DOCUMENT EXTRACT section start

More than one hundred years after Anna came to New Kensington, her grandson,
Jim, son of Nathan can be found in this town, the last of this line bearing
the Kopelman surname. Other descendants of Anna and Haiman live mostly in
the Pittsburgh area. Ellis’ youngest child is Myron Cope, the most famous
man in Pittsburgh. Pittsburgh has a devoted sports crowd. Myron inherited
his father’s love of athletics and is a color commentator on the Pittsburgh
sports' scene, and author of several books and articles on sports. The change
in his surname dates back to a time when it wasn’t easy to get jobs with
a Jewish last name. In my research, I discovered that a Kopelman clan hailing
from Grodno also had a radio personality, who similarly changed his surname.
He chose the moniker: Dan Elman. I got a chill when I realized that my uncle
had chosen Cope, Dan had chosen Elman and together these surnames spell the
original surname of Kopelman. The family historian of this same Grodno clan,
Syvia Epstein, kindly shared information and the photo here of the Fargo,
North Dakota Kopelman building, funded by her late mother through the life
insurance policy of her husband. The building is an historic landmark.
My mother always said that anyone with the name Kopelman must be a relative.
After reading the book, There Once Was a World, by Professor Yaffa Eliach,
I penned a note to the author, asking if the Kopelmans in her book might
be relatives. I was pleasantly surprised to receive a phone call from Professor
Eliach who told me that my mother is indeed correct. All the Kopelmans from
Grodno, Olkenik, Eishyshok, and Vashilishok are related. Professor Eliach
has in her possession a Pinkas (town record) dating back to the early 1700’s
that prove that Kopelmans were in Vashilishok at that time. I hope to post
the pinkas on this page once I receive a copy. Professor Eliach further told
me that prior to immigration to Lithuania, the Kopelmans hailed from Germany.

DOCUMENT EXTRACT section end

### EXERCISE TASKS
**A.** According to the Kopelman family history, where did the Kopelmans come from before they immigrated to Lithuania?
**B.** List every town that the Kopelman family history names where, according to Professor Eliach, all the Kopelmans are related.
**C.** Continue the Kopelman family history from its final sentence.
The rows come from a different source than the Kopelman family history.

RECORD EXCERPTS section start

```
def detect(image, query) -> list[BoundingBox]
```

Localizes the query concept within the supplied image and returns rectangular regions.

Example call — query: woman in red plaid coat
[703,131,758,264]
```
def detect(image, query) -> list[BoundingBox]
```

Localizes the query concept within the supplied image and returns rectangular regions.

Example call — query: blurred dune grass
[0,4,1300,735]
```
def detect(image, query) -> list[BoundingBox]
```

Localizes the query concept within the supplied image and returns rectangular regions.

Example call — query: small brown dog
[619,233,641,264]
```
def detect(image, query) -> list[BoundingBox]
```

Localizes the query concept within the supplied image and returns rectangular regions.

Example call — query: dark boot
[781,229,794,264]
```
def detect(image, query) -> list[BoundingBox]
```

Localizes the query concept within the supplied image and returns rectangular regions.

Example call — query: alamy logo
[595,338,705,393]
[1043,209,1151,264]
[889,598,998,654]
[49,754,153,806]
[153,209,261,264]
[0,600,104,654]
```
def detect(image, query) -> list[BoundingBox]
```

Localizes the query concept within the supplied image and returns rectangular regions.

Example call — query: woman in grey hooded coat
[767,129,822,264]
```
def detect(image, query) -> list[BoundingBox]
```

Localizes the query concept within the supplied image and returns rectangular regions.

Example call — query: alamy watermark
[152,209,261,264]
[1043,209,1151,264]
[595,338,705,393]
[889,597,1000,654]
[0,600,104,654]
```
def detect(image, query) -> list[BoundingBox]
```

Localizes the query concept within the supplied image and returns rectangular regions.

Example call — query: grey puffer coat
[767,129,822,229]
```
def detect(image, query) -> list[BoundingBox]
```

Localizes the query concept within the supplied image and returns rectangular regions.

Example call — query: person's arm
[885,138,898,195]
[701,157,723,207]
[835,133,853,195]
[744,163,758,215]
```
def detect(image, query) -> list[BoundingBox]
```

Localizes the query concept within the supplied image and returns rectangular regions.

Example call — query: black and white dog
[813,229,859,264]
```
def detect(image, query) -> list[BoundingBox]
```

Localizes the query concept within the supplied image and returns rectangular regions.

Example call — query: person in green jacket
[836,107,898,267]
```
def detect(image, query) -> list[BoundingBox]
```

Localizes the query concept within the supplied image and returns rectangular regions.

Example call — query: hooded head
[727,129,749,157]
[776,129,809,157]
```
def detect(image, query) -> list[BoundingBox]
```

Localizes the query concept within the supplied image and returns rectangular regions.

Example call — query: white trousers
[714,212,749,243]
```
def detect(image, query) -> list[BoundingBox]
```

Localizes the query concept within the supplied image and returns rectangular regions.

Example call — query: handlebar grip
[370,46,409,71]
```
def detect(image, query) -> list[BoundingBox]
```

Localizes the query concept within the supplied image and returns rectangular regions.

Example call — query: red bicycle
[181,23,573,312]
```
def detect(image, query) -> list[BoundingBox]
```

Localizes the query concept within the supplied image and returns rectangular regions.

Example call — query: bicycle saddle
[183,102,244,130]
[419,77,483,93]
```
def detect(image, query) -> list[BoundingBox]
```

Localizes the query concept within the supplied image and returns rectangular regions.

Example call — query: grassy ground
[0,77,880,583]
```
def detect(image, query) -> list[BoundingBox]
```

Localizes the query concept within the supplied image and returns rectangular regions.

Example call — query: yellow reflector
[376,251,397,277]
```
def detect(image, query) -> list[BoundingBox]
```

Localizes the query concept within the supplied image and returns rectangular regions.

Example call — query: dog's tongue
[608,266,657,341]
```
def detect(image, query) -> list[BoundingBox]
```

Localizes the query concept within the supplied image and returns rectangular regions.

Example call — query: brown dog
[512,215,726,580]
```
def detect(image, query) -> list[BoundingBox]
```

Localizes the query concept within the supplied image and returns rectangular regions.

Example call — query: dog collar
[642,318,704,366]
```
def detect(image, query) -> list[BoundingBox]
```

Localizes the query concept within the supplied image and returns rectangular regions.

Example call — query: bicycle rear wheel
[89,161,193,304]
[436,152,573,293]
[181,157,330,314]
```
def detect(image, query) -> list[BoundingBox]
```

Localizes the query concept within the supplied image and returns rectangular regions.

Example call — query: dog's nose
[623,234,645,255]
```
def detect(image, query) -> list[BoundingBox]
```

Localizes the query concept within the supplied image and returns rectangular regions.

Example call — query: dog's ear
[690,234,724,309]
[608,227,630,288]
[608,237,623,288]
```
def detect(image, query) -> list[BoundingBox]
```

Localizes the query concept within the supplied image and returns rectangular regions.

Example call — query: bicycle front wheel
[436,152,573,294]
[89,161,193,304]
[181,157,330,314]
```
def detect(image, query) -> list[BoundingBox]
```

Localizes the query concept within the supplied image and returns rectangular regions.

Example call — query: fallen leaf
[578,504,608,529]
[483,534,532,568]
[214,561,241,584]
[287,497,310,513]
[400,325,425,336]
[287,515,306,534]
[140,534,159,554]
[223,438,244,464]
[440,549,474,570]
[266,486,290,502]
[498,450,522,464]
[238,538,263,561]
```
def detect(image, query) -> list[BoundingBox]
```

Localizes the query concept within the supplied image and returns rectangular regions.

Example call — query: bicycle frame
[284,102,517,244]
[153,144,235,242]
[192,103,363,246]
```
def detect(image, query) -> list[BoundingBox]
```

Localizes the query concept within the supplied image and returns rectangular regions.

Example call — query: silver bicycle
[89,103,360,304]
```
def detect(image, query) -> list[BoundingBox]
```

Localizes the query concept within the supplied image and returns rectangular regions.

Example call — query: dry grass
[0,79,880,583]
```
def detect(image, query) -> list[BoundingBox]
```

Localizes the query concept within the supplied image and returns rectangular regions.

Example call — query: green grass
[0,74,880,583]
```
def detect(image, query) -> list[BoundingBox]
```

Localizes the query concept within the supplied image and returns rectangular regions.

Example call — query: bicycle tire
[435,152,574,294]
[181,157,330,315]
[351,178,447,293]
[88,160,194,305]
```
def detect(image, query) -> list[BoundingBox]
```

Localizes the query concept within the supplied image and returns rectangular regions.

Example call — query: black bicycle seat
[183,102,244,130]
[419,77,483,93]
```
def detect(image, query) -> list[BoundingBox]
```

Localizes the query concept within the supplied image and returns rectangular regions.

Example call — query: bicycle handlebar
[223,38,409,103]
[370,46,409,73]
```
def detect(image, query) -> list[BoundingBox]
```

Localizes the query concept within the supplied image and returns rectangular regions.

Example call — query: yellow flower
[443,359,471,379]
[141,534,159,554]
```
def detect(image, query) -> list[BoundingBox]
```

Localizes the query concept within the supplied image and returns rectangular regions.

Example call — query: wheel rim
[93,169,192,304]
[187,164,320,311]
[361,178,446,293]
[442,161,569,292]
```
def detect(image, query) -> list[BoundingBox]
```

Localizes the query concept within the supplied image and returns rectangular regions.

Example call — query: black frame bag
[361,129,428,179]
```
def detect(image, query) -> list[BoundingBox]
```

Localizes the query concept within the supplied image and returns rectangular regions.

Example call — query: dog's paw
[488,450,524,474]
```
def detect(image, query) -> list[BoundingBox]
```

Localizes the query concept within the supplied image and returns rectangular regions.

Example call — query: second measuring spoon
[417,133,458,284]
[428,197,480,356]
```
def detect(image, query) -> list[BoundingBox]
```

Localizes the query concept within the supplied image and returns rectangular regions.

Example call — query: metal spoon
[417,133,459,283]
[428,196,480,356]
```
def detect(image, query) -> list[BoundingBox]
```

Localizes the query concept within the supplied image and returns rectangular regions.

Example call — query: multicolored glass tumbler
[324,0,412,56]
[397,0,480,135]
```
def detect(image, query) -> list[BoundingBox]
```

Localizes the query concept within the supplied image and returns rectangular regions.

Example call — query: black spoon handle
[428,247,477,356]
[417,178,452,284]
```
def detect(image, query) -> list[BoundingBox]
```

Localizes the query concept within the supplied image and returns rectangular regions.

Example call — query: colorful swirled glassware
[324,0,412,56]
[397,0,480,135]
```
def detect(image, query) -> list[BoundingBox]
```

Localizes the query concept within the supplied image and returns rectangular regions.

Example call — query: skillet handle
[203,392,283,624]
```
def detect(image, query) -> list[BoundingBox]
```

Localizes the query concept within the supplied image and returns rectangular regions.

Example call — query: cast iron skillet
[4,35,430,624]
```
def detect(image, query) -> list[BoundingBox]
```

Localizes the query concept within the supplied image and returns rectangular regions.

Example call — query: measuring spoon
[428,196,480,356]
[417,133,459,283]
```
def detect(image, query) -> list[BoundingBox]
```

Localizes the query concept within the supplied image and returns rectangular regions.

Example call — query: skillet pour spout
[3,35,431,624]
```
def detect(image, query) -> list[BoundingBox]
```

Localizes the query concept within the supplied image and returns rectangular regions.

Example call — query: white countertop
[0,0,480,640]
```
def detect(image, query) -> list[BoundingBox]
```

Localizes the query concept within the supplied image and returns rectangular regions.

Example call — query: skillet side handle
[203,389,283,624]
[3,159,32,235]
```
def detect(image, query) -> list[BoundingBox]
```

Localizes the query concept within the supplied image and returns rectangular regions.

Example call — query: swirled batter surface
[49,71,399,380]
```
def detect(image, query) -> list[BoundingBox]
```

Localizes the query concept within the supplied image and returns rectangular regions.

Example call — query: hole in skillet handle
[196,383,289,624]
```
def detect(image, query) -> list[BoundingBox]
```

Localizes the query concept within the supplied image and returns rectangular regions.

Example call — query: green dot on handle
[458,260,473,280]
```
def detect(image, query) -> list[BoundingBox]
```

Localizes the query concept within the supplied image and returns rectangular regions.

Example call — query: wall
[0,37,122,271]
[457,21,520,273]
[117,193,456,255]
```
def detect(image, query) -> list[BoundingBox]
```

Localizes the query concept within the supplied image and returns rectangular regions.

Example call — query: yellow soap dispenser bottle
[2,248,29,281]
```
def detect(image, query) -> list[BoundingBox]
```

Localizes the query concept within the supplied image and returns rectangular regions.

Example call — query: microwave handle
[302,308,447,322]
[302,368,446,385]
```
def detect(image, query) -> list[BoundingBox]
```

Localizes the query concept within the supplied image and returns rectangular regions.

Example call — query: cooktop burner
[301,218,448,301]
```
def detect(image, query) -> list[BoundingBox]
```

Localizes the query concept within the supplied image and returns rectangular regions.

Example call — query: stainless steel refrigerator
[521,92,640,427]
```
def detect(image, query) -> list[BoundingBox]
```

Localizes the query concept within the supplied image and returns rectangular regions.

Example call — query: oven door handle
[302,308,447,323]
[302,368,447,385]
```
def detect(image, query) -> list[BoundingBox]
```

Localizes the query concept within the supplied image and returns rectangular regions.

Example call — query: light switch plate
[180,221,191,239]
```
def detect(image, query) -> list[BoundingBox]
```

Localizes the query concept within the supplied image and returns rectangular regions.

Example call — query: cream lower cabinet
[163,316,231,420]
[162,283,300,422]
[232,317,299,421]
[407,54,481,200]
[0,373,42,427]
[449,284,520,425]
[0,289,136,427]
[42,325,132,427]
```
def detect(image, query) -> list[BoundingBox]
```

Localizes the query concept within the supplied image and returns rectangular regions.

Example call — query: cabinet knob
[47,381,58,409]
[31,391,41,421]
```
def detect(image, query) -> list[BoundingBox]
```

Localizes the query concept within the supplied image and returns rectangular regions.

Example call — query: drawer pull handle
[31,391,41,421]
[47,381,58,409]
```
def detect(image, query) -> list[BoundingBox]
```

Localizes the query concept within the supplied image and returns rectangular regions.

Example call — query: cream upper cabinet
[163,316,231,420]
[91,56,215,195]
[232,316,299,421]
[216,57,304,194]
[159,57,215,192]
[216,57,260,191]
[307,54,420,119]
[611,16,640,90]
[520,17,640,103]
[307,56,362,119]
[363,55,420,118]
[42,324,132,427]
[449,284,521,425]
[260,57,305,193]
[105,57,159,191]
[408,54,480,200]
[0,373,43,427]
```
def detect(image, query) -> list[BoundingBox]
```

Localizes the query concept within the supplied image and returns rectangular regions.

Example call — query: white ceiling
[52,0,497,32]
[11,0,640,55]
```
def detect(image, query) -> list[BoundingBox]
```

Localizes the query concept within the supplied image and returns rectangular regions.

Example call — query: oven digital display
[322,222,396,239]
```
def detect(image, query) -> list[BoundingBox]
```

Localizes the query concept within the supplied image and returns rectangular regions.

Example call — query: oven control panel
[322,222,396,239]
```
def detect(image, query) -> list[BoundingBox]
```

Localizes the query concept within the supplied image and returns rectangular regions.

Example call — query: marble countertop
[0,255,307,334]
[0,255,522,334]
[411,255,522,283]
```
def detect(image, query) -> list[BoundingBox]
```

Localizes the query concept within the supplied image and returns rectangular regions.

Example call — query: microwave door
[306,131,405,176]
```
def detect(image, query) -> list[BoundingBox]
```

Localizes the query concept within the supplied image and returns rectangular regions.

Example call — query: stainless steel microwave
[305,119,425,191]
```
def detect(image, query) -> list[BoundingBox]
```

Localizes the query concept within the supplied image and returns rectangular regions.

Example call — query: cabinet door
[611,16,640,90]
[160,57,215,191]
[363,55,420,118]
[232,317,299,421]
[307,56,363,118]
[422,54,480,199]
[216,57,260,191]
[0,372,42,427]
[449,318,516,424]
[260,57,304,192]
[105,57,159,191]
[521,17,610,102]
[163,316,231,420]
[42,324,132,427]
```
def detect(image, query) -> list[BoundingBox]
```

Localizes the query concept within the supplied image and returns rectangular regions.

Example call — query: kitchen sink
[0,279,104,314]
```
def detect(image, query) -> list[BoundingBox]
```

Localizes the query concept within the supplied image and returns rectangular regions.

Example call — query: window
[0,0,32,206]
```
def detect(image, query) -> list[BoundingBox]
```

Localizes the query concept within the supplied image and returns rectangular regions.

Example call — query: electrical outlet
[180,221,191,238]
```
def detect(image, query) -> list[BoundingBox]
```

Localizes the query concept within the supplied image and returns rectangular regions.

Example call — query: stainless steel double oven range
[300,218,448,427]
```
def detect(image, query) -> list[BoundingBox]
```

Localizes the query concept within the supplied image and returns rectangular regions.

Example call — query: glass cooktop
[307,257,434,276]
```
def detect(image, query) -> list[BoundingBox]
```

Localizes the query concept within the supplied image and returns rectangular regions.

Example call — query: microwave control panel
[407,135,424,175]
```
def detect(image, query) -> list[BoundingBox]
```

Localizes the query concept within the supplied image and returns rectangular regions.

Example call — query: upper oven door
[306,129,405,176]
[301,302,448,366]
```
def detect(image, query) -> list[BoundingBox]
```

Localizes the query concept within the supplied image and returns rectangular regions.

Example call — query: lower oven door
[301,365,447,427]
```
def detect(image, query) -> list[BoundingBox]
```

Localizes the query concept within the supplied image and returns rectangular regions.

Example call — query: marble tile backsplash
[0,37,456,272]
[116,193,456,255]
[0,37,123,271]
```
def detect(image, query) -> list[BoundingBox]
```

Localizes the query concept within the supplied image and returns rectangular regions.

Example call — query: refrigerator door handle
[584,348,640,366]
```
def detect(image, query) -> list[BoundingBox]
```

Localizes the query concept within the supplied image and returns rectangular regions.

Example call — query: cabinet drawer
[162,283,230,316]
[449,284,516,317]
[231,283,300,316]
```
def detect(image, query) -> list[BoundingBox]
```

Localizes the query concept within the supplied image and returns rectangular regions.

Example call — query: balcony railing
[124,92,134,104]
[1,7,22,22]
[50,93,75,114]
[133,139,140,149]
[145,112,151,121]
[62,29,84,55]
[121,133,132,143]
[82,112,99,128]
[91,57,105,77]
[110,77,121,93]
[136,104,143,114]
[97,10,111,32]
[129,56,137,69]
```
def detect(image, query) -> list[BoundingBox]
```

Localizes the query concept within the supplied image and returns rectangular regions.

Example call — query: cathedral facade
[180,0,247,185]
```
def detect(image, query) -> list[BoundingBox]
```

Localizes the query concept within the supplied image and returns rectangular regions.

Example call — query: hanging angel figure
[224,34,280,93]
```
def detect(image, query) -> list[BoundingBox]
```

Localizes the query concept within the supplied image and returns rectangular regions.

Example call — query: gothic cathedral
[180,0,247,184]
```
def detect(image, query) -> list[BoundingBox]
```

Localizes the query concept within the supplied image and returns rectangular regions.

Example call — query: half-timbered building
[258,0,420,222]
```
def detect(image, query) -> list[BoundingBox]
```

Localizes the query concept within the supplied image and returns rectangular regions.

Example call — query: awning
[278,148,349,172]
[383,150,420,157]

RECORD EXCERPTS section end

### RESPONSES FOR EACH TASK
**A.** Germany

**B.** Grodno, Olkenik, Eishyshok, Vashilishok

**C.**
I have been searching out Kopelmans, Koppelmans, and Coppelmans, and have
been building up quite a database, in hopes of making a match between trees.
I have been seeking out Kopelmans from all over the US, Europe and Israel,
and requesting family trees from those I find. My hope is to confirm what
Professor Eliach tells me: that all the Kopelmans are related. I mentioned
to one of their number that I had written her cousin Jeff. She answered,
“Oh, you mean Yerucham?” I was excited to learn from Leah Luczak, nee Kopelman
that all the men in her family had this Hebrew name, including the patriarch:
Jacob Kopelman. My great grandfather’s name was Chaim Yerucham and I had
found these two names separately and in tandem among the ALD census listings
for Kopelman. Yerucham is not a terribly common name and it is my belief
that this shared name is a possible proof of relationship between the Vasilishki
and Grodno Kopelman clans. Surprisingly, one branch of Kopelmans refuses
to countenance the possibility that the Kopelmans of Vasilishki are related
to one another. This branch has members of the clan in Israel and Switzerland.
A now deceased member of this family had told her descendants that not all
of the Kopelmans from Vasilishki are related and this might as well have
been inscribed in gold for the descendants.
In the ALD, one can find 120 Kopelmans listed on the 1858 census, from around
20 families. One of my twin aunts has the unusual Yiddish name of Faila.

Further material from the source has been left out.